#### [Assigned task]
Give back the line containing "Can you find the red bottle" along with every line after it, exactly, until the entries end.

===== Data records =====

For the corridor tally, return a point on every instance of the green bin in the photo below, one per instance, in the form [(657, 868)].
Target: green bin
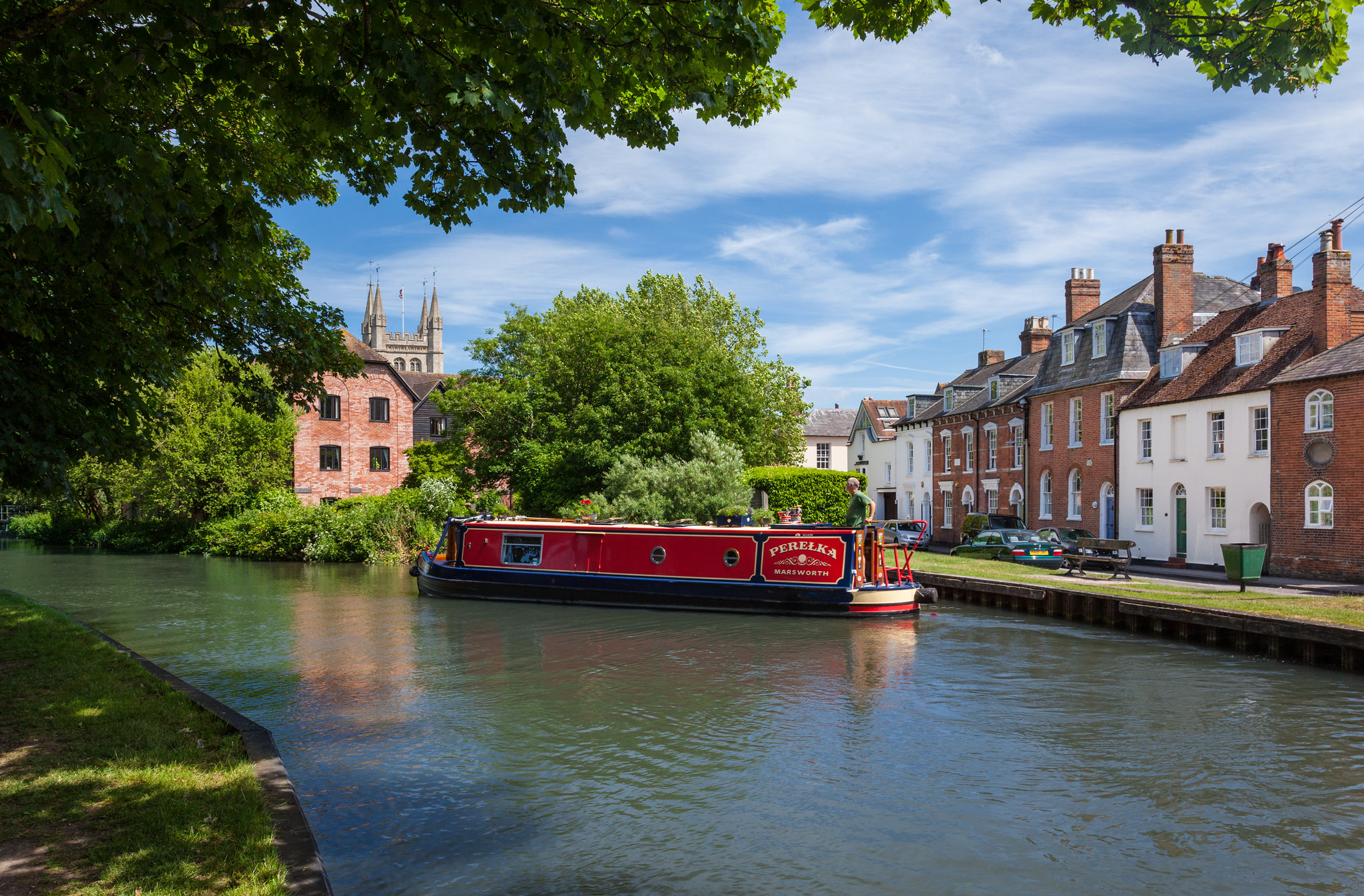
[(1244, 562)]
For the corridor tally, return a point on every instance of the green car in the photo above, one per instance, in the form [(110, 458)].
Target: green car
[(1020, 546)]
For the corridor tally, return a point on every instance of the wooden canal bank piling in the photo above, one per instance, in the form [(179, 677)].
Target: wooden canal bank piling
[(1292, 640)]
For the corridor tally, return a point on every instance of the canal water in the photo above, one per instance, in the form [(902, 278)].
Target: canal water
[(475, 748)]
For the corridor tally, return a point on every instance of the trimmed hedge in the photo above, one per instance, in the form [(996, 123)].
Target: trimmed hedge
[(819, 491)]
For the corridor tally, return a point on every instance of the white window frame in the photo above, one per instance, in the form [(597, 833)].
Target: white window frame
[(1319, 412), (1319, 508), (1146, 509), (1108, 417), (1257, 415), (1068, 347), (1217, 511), (1074, 495), (1217, 434)]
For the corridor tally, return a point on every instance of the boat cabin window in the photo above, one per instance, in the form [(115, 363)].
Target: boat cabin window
[(521, 550)]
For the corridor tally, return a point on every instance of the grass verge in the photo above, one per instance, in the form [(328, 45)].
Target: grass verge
[(114, 783), (1339, 608)]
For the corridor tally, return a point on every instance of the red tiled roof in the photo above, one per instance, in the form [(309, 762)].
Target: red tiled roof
[(1214, 371)]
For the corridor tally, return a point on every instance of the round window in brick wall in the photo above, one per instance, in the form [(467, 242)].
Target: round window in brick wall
[(1319, 453)]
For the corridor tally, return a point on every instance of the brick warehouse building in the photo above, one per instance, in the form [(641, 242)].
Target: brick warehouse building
[(976, 430), (355, 442), (1092, 363), (1318, 431)]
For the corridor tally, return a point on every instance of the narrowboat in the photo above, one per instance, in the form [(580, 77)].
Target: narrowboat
[(783, 569)]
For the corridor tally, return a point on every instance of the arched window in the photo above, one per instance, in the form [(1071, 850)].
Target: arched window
[(1321, 498), (1321, 411)]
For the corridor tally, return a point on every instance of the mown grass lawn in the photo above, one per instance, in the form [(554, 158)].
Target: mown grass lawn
[(114, 783), (1339, 608)]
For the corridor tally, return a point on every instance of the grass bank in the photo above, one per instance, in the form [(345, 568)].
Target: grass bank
[(1339, 608), (114, 783)]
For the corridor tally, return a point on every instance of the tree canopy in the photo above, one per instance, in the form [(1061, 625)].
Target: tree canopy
[(559, 396), (144, 144)]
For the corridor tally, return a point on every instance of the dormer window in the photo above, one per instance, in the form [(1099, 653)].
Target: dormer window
[(1251, 347)]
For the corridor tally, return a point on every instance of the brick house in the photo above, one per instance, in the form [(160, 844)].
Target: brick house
[(976, 427), (1195, 465), (1318, 419), (1104, 351), (354, 443)]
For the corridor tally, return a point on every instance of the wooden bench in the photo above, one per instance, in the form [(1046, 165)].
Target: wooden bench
[(1120, 559)]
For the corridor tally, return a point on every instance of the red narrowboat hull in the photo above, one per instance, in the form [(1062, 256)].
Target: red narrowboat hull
[(803, 569)]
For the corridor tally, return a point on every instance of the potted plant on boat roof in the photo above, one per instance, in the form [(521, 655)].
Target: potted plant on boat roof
[(734, 516)]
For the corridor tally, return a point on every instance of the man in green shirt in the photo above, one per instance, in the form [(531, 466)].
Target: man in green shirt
[(860, 507)]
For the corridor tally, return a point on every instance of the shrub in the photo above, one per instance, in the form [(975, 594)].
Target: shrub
[(819, 491), (671, 489), (33, 525)]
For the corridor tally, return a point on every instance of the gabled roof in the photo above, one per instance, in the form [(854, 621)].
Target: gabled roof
[(882, 413), (1214, 373), (831, 422), (1132, 341), (1347, 357)]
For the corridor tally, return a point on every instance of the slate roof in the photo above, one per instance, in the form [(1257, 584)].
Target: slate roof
[(1213, 371), (831, 422), (1015, 379), (1347, 357), (1134, 332), (884, 413), (423, 383)]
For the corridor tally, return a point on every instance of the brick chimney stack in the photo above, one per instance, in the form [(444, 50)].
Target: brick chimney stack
[(1036, 336), (1331, 322), (1275, 274), (1174, 262), (1082, 294)]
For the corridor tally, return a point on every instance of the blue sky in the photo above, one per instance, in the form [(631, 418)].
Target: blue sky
[(903, 198)]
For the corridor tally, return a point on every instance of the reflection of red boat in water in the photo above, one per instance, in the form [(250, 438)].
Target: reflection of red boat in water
[(786, 569)]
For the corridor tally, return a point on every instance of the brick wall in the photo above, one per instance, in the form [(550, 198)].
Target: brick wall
[(1296, 550), (1097, 463), (355, 434)]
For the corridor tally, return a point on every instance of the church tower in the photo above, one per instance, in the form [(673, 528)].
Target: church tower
[(420, 352)]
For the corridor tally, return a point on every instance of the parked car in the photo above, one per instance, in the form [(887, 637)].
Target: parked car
[(1068, 539), (910, 534), (1019, 546), (977, 523)]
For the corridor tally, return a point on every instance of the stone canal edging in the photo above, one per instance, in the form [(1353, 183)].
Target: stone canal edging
[(1292, 640), (294, 837)]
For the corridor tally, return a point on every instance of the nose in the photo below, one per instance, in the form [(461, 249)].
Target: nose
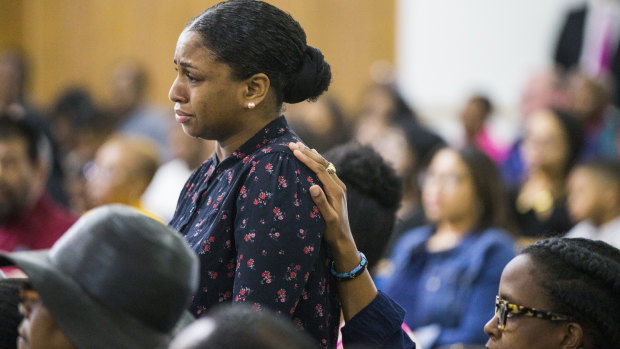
[(490, 328), (178, 93)]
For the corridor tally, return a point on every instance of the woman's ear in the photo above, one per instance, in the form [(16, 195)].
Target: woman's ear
[(573, 336), (255, 89)]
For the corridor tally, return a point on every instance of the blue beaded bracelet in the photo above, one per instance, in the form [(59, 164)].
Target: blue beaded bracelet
[(357, 271)]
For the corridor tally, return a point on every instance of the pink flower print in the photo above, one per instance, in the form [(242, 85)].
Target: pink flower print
[(249, 237), (319, 310), (301, 234), (309, 250), (243, 294), (278, 215), (315, 212), (281, 295), (282, 182), (267, 279), (291, 272), (275, 235)]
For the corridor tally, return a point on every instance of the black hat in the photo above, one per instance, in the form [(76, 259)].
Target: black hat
[(115, 279)]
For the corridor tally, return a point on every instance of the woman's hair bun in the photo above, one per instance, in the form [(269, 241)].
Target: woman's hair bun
[(311, 80)]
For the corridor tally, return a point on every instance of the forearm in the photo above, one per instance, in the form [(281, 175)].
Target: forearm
[(357, 293)]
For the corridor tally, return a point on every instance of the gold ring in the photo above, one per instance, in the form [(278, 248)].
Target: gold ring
[(331, 169)]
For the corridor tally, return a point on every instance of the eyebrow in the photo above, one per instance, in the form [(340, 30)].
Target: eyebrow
[(183, 64), (506, 298)]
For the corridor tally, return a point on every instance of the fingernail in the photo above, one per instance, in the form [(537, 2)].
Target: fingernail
[(314, 191)]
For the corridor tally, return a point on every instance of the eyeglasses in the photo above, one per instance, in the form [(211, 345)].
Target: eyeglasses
[(446, 179), (503, 309), (28, 299)]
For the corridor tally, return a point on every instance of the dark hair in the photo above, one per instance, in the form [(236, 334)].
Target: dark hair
[(422, 141), (573, 128), (11, 126), (610, 170), (484, 102), (581, 277), (373, 196), (16, 58), (255, 37), (240, 326), (9, 316), (487, 185)]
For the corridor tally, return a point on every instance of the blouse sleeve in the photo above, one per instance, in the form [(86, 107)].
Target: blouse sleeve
[(378, 325), (278, 232)]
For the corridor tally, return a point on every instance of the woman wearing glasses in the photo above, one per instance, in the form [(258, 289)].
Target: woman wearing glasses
[(558, 293)]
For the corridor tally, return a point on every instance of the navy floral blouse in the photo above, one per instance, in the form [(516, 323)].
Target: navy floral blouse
[(258, 234)]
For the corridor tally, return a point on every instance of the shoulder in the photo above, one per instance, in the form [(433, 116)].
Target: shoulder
[(411, 240)]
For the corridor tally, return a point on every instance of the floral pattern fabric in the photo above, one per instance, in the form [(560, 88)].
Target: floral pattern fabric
[(258, 234)]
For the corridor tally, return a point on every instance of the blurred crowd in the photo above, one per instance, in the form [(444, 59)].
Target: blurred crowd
[(559, 177)]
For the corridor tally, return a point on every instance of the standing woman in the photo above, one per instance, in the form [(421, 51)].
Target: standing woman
[(247, 211), (441, 273)]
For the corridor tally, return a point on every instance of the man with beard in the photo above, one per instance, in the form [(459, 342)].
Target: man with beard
[(29, 219)]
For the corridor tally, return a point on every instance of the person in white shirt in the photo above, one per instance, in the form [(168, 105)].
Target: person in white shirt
[(594, 201)]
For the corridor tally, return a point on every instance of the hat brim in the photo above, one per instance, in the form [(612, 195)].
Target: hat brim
[(86, 322)]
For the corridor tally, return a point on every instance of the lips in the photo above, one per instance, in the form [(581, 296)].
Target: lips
[(181, 116)]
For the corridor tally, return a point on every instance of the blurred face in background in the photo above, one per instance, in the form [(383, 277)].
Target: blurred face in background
[(545, 146), (109, 177), (448, 191)]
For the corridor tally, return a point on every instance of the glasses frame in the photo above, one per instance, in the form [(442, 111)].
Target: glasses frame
[(503, 308)]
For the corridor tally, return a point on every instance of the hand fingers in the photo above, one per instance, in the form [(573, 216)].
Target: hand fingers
[(311, 153), (319, 198)]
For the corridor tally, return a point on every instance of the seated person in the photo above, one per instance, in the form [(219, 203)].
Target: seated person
[(116, 279), (123, 169), (550, 148), (9, 315), (240, 326), (573, 285), (594, 201), (373, 196)]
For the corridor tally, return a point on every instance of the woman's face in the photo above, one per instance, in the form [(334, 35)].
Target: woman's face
[(518, 285), (545, 145), (448, 191), (208, 100)]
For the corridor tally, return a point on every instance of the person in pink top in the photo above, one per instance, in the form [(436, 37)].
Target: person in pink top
[(29, 219)]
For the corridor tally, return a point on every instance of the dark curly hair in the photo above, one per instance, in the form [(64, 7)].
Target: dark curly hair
[(582, 279), (255, 37), (373, 196)]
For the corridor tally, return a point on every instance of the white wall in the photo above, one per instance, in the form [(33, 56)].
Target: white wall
[(448, 49)]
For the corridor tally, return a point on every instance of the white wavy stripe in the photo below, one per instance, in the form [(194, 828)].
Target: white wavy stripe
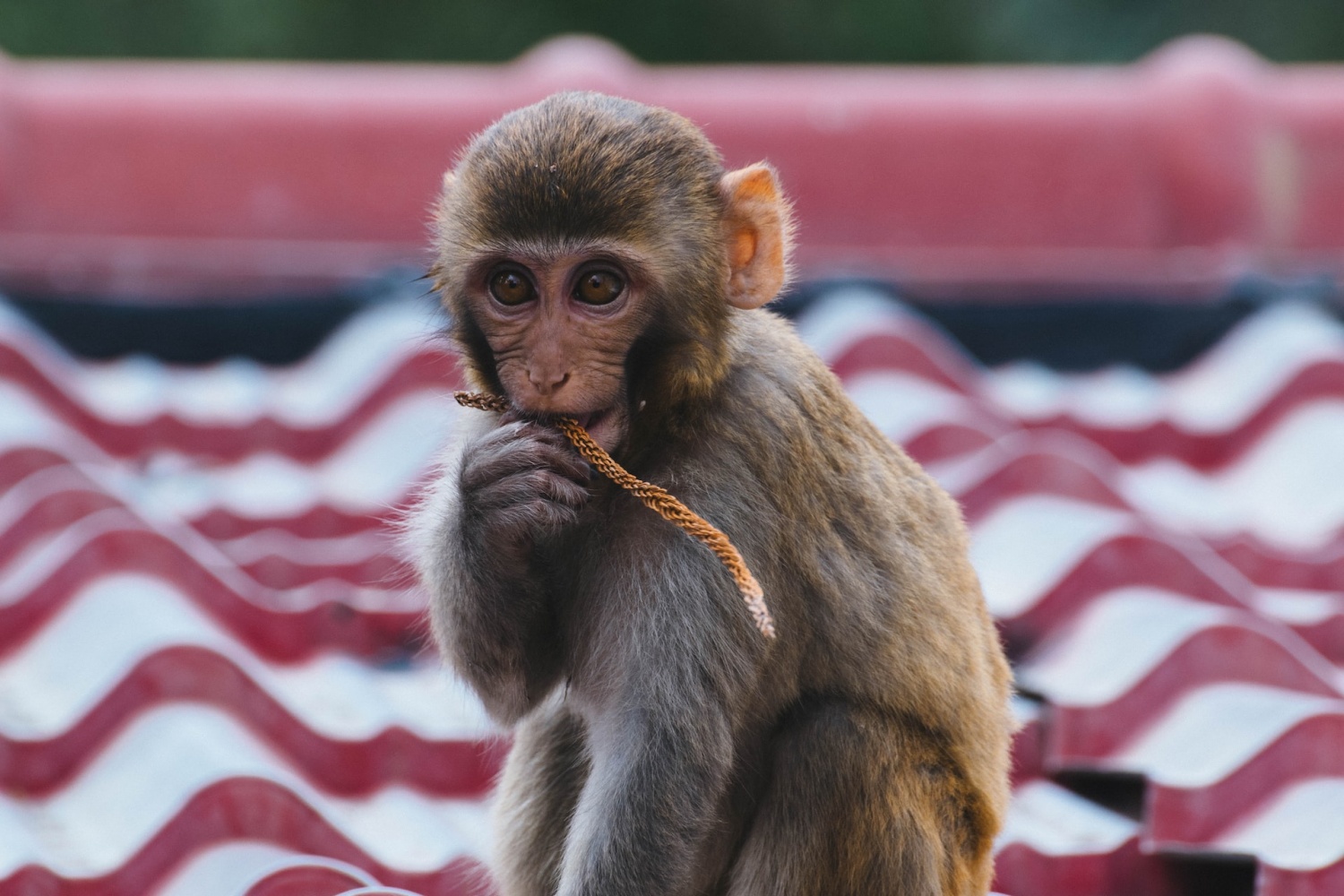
[(281, 543), (847, 314), (1053, 821), (1215, 394), (231, 868), (317, 392), (903, 406), (1301, 828), (1212, 731), (1024, 546), (118, 619), (370, 473), (45, 556), (1287, 489), (1117, 640), (144, 778)]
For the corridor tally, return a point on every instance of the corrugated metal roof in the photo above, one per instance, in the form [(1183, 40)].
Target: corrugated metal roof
[(212, 675)]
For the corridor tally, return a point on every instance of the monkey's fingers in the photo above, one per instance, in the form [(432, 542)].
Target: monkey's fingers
[(527, 487), (516, 447)]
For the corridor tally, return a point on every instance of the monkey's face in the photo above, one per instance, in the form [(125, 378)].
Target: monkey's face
[(590, 249), (559, 325)]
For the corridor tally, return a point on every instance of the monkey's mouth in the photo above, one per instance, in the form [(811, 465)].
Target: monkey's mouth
[(605, 426)]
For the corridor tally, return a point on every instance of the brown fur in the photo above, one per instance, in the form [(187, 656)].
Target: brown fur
[(663, 745)]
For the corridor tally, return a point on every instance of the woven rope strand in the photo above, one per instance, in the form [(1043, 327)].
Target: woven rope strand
[(658, 500)]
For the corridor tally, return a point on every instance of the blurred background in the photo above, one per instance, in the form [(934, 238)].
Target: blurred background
[(1081, 258), (666, 31)]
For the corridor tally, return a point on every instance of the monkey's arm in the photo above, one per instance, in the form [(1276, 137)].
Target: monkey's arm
[(478, 536), (679, 656)]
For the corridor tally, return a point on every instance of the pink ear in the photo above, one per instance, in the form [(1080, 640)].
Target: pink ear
[(757, 231)]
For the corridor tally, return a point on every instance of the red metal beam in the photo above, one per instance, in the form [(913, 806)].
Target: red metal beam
[(1174, 175)]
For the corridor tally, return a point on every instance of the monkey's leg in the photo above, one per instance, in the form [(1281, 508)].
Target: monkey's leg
[(542, 780), (862, 804)]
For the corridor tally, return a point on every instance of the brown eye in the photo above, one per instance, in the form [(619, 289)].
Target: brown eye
[(599, 288), (511, 288)]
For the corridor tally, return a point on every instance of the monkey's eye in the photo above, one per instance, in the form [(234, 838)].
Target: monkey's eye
[(511, 288), (599, 288)]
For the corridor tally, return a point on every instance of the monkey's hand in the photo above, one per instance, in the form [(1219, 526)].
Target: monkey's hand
[(521, 484)]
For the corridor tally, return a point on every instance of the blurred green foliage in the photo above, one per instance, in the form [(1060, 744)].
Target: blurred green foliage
[(667, 30)]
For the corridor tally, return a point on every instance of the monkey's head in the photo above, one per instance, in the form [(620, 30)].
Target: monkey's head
[(590, 252)]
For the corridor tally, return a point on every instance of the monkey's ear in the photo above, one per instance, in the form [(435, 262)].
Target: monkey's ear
[(757, 234)]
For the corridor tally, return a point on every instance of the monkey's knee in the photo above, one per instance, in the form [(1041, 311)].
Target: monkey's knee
[(865, 804), (537, 794)]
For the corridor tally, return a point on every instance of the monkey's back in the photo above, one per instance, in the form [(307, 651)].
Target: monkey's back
[(865, 555)]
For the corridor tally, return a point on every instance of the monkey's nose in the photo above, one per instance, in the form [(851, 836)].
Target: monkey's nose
[(546, 382)]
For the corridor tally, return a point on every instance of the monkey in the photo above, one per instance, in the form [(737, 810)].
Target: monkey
[(599, 261)]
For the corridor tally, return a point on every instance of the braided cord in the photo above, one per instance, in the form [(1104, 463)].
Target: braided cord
[(658, 500)]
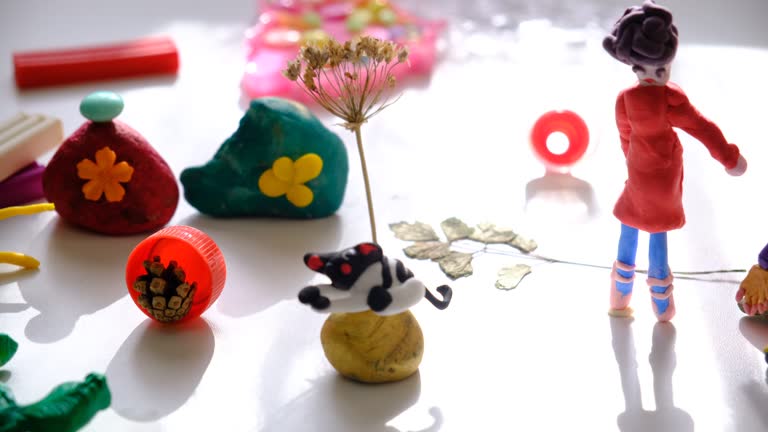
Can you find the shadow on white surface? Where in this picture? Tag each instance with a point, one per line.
(666, 417)
(265, 257)
(73, 280)
(80, 90)
(336, 403)
(755, 331)
(558, 193)
(158, 367)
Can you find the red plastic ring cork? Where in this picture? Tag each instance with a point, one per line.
(175, 274)
(568, 123)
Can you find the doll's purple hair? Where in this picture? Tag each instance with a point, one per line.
(643, 35)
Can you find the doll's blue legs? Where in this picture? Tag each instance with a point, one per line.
(659, 276)
(623, 272)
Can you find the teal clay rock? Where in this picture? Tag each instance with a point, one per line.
(281, 162)
(101, 106)
(8, 348)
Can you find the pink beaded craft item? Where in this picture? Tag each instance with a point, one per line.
(284, 25)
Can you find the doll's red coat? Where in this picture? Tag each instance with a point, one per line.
(652, 199)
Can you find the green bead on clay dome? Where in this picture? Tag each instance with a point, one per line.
(101, 106)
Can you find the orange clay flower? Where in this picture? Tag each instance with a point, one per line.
(105, 177)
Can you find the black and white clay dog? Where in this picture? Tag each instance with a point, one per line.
(363, 278)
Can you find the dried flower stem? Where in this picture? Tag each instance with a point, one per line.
(367, 183)
(353, 81)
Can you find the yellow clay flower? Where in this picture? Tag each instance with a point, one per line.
(105, 177)
(287, 177)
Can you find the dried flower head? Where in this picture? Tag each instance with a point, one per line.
(353, 81)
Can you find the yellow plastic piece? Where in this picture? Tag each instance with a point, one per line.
(287, 177)
(105, 177)
(19, 259)
(8, 212)
(16, 258)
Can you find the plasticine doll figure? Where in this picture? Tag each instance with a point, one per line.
(646, 39)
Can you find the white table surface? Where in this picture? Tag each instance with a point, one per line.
(542, 357)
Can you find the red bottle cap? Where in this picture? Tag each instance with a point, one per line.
(194, 252)
(149, 56)
(572, 126)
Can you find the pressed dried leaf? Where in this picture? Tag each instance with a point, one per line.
(428, 250)
(524, 244)
(455, 229)
(456, 265)
(418, 231)
(489, 233)
(510, 277)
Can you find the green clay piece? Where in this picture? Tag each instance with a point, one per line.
(8, 348)
(359, 20)
(273, 128)
(387, 17)
(101, 106)
(69, 407)
(312, 19)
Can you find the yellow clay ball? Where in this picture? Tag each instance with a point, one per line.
(370, 348)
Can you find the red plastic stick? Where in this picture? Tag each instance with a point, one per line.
(150, 56)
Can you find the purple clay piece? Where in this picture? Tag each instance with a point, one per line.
(24, 186)
(762, 258)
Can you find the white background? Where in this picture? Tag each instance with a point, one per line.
(542, 357)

=====

#### [Problem solution]
Can you find the red bottle cap? Where in this picture? Tag each instance with a point, one per line.
(194, 252)
(149, 56)
(572, 126)
Can you find the pressed dried leaf? Where in this picture? Tag each instance with a point, one per line.
(428, 250)
(524, 244)
(455, 229)
(456, 265)
(418, 231)
(489, 233)
(510, 277)
Can you find the green clay piece? Where in this picture? Tag each instance with a point, one per line.
(8, 348)
(359, 20)
(273, 128)
(387, 17)
(101, 106)
(69, 407)
(312, 19)
Can you find the yellow clay ball? Where in this picture? Tag each instance with a point, one per line.
(370, 348)
Can you find the red plastic stick? Where in this picture? Tag each instance with a point, one per line.
(150, 56)
Can you find the purple clay piece? Where in this picture? Tag each instance with a point, one per line.
(24, 186)
(762, 258)
Can you find the white background? Where in this picture? Tag each instance with a point, one per line.
(542, 357)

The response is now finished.